» EXERCISE AIM:
Convert every line of the data below into a Markdown table with two columns, Row and Line, numbering the rows and skipping blank lines. Leave the pictures out.
· · · · ·
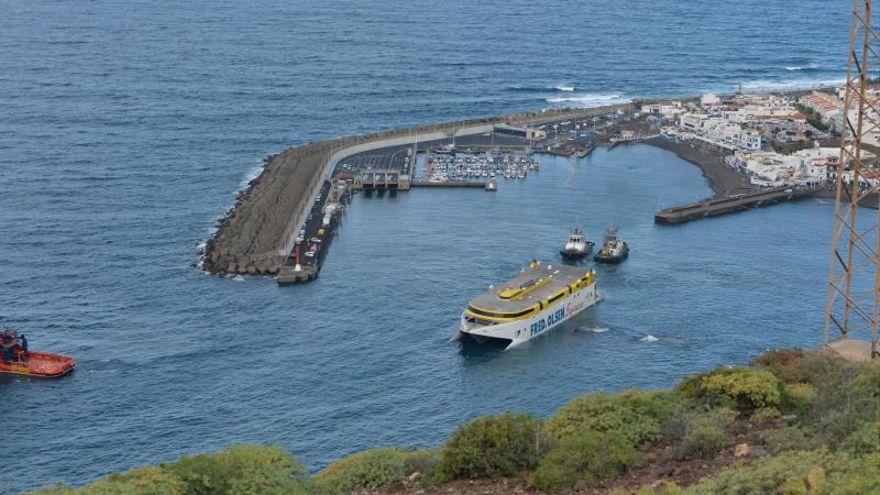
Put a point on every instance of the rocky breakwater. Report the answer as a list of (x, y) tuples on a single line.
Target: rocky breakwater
[(255, 234)]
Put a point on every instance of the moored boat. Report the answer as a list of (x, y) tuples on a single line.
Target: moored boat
[(540, 298), (16, 358), (613, 249), (577, 247)]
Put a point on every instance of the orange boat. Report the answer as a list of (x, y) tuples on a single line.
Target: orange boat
[(41, 365)]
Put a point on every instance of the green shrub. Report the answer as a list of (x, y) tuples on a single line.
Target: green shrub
[(844, 400), (635, 416), (855, 476), (787, 473), (812, 367), (151, 480), (421, 461), (703, 438), (364, 470), (586, 455), (765, 414), (749, 389), (789, 438), (864, 440), (491, 447), (239, 470), (698, 432)]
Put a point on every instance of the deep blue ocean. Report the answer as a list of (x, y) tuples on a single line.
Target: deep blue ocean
[(126, 129)]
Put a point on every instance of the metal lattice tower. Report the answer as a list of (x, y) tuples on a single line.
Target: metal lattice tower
[(854, 278)]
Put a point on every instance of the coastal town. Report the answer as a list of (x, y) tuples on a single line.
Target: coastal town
[(774, 140)]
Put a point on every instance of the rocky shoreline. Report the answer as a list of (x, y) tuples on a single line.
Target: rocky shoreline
[(723, 180), (251, 238)]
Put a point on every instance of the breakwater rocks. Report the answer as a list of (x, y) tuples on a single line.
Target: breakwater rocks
[(255, 234)]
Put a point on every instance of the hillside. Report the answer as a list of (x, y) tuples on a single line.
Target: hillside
[(791, 422)]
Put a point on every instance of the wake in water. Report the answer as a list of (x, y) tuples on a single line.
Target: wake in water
[(592, 329)]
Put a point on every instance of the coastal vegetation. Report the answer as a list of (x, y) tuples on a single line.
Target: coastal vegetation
[(790, 422)]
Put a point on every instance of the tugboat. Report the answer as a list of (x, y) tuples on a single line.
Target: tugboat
[(16, 359), (613, 249), (577, 247)]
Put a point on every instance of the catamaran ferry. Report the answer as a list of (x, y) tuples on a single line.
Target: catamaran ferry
[(540, 298)]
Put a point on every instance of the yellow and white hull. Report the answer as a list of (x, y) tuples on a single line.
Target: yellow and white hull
[(522, 330)]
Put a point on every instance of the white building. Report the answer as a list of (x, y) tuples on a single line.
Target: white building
[(709, 100), (806, 167), (719, 131)]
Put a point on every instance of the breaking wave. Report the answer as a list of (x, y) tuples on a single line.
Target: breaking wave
[(774, 85), (796, 68), (589, 99)]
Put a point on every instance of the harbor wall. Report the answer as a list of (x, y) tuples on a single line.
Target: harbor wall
[(257, 232)]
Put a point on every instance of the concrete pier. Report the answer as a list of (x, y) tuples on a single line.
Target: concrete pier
[(732, 204), (259, 231)]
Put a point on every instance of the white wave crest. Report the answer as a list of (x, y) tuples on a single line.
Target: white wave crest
[(249, 176), (773, 85), (795, 68), (590, 99)]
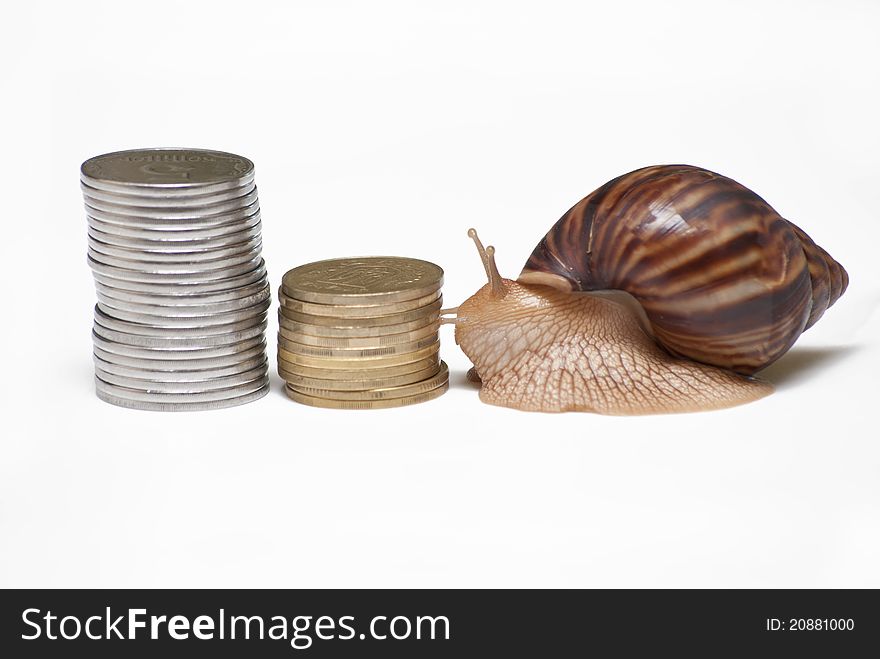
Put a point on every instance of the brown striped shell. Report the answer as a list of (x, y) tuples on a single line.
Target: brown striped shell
[(722, 277)]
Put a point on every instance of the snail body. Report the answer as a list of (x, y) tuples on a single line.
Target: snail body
[(709, 284)]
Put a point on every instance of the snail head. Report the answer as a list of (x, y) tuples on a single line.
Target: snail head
[(494, 291)]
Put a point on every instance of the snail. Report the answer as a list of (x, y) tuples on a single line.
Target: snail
[(665, 290)]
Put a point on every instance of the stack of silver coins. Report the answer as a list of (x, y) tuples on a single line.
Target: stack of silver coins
[(183, 295)]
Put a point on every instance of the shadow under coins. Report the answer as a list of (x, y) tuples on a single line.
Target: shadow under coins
[(801, 364)]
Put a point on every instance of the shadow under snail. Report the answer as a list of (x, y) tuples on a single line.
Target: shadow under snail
[(665, 290)]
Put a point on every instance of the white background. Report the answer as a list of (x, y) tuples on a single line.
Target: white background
[(390, 128)]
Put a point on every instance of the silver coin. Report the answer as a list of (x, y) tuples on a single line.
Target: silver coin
[(174, 343), (166, 201), (190, 229), (197, 255), (106, 393), (257, 352), (163, 331), (182, 397), (174, 340), (183, 299), (159, 192), (186, 386), (170, 242), (180, 310), (176, 266), (182, 287), (113, 348), (196, 277), (178, 374), (207, 320), (172, 212), (169, 169)]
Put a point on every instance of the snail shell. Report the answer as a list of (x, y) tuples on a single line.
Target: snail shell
[(723, 279)]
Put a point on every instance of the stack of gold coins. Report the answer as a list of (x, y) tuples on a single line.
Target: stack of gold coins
[(362, 333)]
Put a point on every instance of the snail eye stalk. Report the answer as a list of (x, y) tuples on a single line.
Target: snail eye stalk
[(487, 256)]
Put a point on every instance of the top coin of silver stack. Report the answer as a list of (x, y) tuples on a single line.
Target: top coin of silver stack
[(175, 243)]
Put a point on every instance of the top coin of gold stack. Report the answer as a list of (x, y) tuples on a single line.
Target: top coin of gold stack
[(362, 333)]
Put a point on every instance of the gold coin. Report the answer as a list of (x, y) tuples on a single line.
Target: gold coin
[(354, 363), (355, 310), (359, 374), (356, 353), (301, 381), (377, 393), (366, 404), (432, 309), (365, 280), (432, 320), (359, 342)]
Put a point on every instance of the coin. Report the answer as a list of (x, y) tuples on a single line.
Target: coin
[(379, 279), (177, 309), (170, 321), (189, 228), (174, 243), (184, 254), (358, 362), (143, 329), (164, 213), (185, 288), (212, 267), (355, 374), (213, 400), (328, 384), (355, 311), (378, 393), (188, 386), (208, 364), (430, 310), (167, 201), (168, 170), (349, 353), (182, 299), (358, 332), (172, 353), (195, 277), (172, 341), (366, 404), (359, 342)]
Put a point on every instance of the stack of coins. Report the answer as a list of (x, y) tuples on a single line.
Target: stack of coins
[(174, 247), (362, 333)]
· · · · ·
» PROBLEM SOLUTION:
| Row | Line |
|---|---|
| 1 | Put a point on every instance of the rocky breakwater. Report the answer as a list of (x, y) tuples on a single line. |
| 2 | Target: rocky breakwater |
| 3 | [(255, 234)] |
| 4 | Put a point on every instance of the moored boat. Report the answer as a list of (x, y) tuples on a single line. |
| 5 | Target: moored boat |
| 6 | [(540, 298), (16, 358), (613, 249), (577, 247)] |
| 7 | Put a point on every instance of the orange boat. Report the answer as a list of (x, y) tuples on a single line. |
| 8 | Target: orange boat |
| 9 | [(41, 365)] |
| 10 | Put a point on every instance of the green shrub. Report the answer as a list of (x, y) tuples on a single line. |
| 11 | Target: green shrub |
| 12 | [(844, 400), (635, 416), (855, 476), (787, 473), (812, 367), (151, 480), (421, 461), (703, 438), (364, 470), (586, 455), (765, 414), (749, 389), (789, 438), (864, 440), (491, 447), (239, 470), (698, 432)] |
| 13 | Put a point on every instance of the deep blue ocean. Report the answer as a list of (x, y) tuples on a single line. |
| 14 | Target: deep blue ocean |
| 15 | [(126, 129)] |
| 16 | Put a point on every instance of the metal lattice tower. Report the answer as a list of (x, y) tuples on a single line. |
| 17 | Target: metal lattice tower |
| 18 | [(854, 278)] |
| 19 | Put a point on every instance of the coastal town. Report the answer as a list of (x, y) tuples on a single line. |
| 20 | Target: coastal town |
| 21 | [(774, 140)] |
| 22 | Put a point on every instance of the rocky shoreline. Report the answer as a list of (x, y) tuples on a single line. |
| 23 | Target: rocky shoreline |
| 24 | [(723, 180), (251, 238)] |
| 25 | Put a point on every instance of the breakwater rocks. Report the answer as a list of (x, y) tuples on a single line. |
| 26 | Target: breakwater rocks |
| 27 | [(255, 234)] |
| 28 | Put a point on every instance of the hillside. Report the answer as a list of (x, y) tuples on a single line. |
| 29 | Target: hillside |
| 30 | [(791, 422)] |
| 31 | Put a point on every instance of the wake in water. Report the answer as a list of (x, y) tuples on a single line. |
| 32 | Target: wake in water |
| 33 | [(592, 329)] |
| 34 | Put a point on every instance of the coastal vegetation. Report the answer as a list of (x, y) tuples on a single line. |
| 35 | Target: coastal vegetation |
| 36 | [(790, 422)] |
| 37 | Put a point on every instance of the tugboat. Report the answer as a list of (x, y) tuples on a single line. |
| 38 | Target: tugboat |
| 39 | [(16, 359), (613, 249), (577, 247)] |
| 40 | Put a point on every instance of the catamaran ferry. Report the answer as a list of (x, y) tuples on a single line. |
| 41 | Target: catamaran ferry |
| 42 | [(540, 298)] |
| 43 | Put a point on every instance of the yellow and white hull. Report the answer as a list of (x, y) tuples on a single line. |
| 44 | Target: yellow and white hull |
| 45 | [(522, 330)] |
| 46 | Put a point on every instance of the white building. Report the answer as a list of (x, y) tuples on a single line. |
| 47 | Target: white building |
| 48 | [(709, 100), (806, 167), (719, 131)] |
| 49 | Put a point on every instance of the breaking wave. Report the answer as a list of (x, y) tuples on a single line. |
| 50 | Target: breaking wave |
| 51 | [(774, 85), (796, 68), (589, 99)] |
| 52 | Put a point on every instance of the harbor wall. Report the answer as a list of (x, y) tuples on a single line. |
| 53 | Target: harbor wall |
| 54 | [(257, 232)] |
| 55 | Put a point on every instance of the concrete pier. Report the answer as a list of (x, y) tuples on a single line. |
| 56 | Target: concrete pier |
| 57 | [(732, 204), (259, 231)] |
| 58 | Put a point on every instance of the white wave crest. Report the answer as a list of (x, y) tuples on a single line. |
| 59 | Target: white wave crest |
| 60 | [(249, 176), (773, 85), (795, 68), (590, 99)] |
| 61 | Put a point on every instance of the brown striped shell. Report the answer as a list of (x, y) tuples on a single line. |
| 62 | Target: brown striped shell |
| 63 | [(722, 277)] |
| 64 | Put a point on every instance of the snail body. Report the answer as a list of (x, y) tuples on a single line. |
| 65 | Target: snail body |
| 66 | [(709, 284)] |
| 67 | Put a point on every instance of the snail head. Report the answer as a list of (x, y) tuples on a single line. |
| 68 | Target: snail head |
| 69 | [(494, 291)] |
| 70 | Put a point on every instance of the snail. Report the answer as a list of (x, y) tuples on a single line. |
| 71 | Target: snail |
| 72 | [(665, 290)] |
| 73 | Put a point on every instance of the stack of silver coins. Report the answer as a list of (x, y) tuples on a single line. |
| 74 | Target: stack of silver coins |
| 75 | [(183, 295)] |
| 76 | Put a point on every instance of the shadow under coins. Report the answer as a list of (x, y) tuples on a single line. |
| 77 | Target: shadow under coins |
| 78 | [(801, 364)] |
| 79 | Put a point on every instance of the shadow under snail. Report the answer as a list of (x, y) tuples on a single line. |
| 80 | Target: shadow under snail |
| 81 | [(665, 290)] |
| 82 | Put a point on every instance of the white background. Report the answer as a list of (x, y) tuples on a single line. |
| 83 | Target: white background |
| 84 | [(390, 128)] |
| 85 | Put a point on every instance of the silver coin. Report the answer as a list of (x, y) tuples on a single line. |
| 86 | Target: silver coin |
| 87 | [(174, 343), (166, 201), (190, 229), (197, 255), (106, 393), (257, 352), (163, 331), (182, 397), (174, 340), (183, 299), (159, 192), (186, 386), (170, 242), (180, 310), (176, 266), (182, 287), (113, 348), (196, 277), (178, 374), (207, 320), (172, 212), (169, 169)] |
| 88 | Put a point on every instance of the snail shell. Report the answer as a list of (x, y) tuples on a single line. |
| 89 | Target: snail shell |
| 90 | [(723, 279)] |
| 91 | Put a point on every instance of the stack of gold coins. Report the answer as a list of (x, y) tuples on a single line. |
| 92 | Target: stack of gold coins |
| 93 | [(362, 333)] |
| 94 | Put a point on every instance of the snail eye stalk. Report the answer as a list of (x, y) tuples on a single line. |
| 95 | Target: snail eye stalk |
| 96 | [(487, 256)] |
| 97 | Put a point on every instance of the top coin of silver stack. Report the answer as a list of (x, y) tuples on a single line. |
| 98 | Target: top coin of silver stack |
| 99 | [(175, 243)] |
| 100 | Put a point on every instance of the top coin of gold stack. Report the answer as a list of (x, y) tuples on a single line. |
| 101 | Target: top coin of gold stack |
| 102 | [(362, 333)] |
| 103 | Put a point on every instance of the gold coin. Report the answer as a list of (x, y) tuples on a single line. |
| 104 | Target: gold coin |
| 105 | [(354, 363), (355, 310), (359, 374), (356, 353), (301, 381), (377, 393), (366, 404), (432, 309), (365, 280), (432, 320), (359, 342)] |
| 106 | Put a point on every instance of the coin. Report the answer as a list of (x, y) tuples on a single line. |
| 107 | Target: coin |
| 108 | [(379, 279), (177, 309), (170, 321), (189, 228), (174, 243), (184, 254), (358, 362), (143, 329), (164, 213), (185, 288), (212, 267), (355, 374), (213, 400), (328, 384), (355, 311), (378, 393), (188, 386), (208, 364), (430, 310), (167, 201), (168, 170), (349, 353), (182, 299), (358, 332), (172, 353), (195, 277), (172, 341), (366, 404), (359, 342)] |
| 109 | Put a point on every instance of the stack of coins. Report the answer as a list of (x, y) tuples on a single line. |
| 110 | Target: stack of coins |
| 111 | [(174, 247), (362, 333)] |